### THE REQUEST
How many lines in the material below contain the string "crocodile"? Reply with the number alone.

### EXERCISE MATERIALS
☆ ☆ ☆
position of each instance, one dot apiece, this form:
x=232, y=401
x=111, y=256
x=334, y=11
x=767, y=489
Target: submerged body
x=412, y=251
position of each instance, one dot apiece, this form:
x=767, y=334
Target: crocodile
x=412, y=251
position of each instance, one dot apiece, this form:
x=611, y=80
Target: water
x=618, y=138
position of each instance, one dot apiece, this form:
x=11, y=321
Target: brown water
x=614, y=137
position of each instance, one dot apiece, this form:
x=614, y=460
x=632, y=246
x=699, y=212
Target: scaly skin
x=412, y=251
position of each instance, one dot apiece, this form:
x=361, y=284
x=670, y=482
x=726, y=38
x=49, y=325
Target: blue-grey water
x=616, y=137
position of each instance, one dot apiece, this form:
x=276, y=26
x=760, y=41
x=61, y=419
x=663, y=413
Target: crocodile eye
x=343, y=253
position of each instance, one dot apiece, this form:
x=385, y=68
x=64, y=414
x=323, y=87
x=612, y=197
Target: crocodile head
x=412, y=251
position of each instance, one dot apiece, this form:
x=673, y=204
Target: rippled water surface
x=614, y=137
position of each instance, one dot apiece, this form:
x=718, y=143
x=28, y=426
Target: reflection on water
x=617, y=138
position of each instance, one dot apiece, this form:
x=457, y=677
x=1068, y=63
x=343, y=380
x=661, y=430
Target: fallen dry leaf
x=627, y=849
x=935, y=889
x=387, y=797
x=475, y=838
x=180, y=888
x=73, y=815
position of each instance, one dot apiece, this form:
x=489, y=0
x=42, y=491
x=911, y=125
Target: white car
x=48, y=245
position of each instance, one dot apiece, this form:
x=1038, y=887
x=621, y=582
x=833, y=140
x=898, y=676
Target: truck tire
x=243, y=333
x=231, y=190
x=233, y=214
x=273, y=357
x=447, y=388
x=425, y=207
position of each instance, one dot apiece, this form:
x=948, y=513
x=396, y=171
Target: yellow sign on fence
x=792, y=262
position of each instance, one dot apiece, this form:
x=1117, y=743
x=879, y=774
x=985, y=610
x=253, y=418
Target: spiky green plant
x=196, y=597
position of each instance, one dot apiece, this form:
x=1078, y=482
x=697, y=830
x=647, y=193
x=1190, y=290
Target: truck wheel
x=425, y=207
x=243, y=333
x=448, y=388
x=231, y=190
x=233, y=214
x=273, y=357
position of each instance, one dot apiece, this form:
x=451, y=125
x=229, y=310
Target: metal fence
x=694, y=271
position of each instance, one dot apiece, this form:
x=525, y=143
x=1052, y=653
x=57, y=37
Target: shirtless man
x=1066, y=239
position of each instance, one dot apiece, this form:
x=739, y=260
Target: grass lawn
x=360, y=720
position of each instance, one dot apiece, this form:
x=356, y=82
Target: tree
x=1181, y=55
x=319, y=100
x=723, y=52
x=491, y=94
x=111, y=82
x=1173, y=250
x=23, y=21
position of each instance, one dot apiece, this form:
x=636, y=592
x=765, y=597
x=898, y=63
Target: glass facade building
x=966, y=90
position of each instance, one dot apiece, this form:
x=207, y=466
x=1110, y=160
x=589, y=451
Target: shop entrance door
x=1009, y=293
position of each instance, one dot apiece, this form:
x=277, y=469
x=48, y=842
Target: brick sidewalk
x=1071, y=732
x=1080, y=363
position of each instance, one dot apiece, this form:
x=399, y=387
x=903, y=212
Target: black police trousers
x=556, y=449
☆ ☆ ☆
### EXERCISE ANSWER
3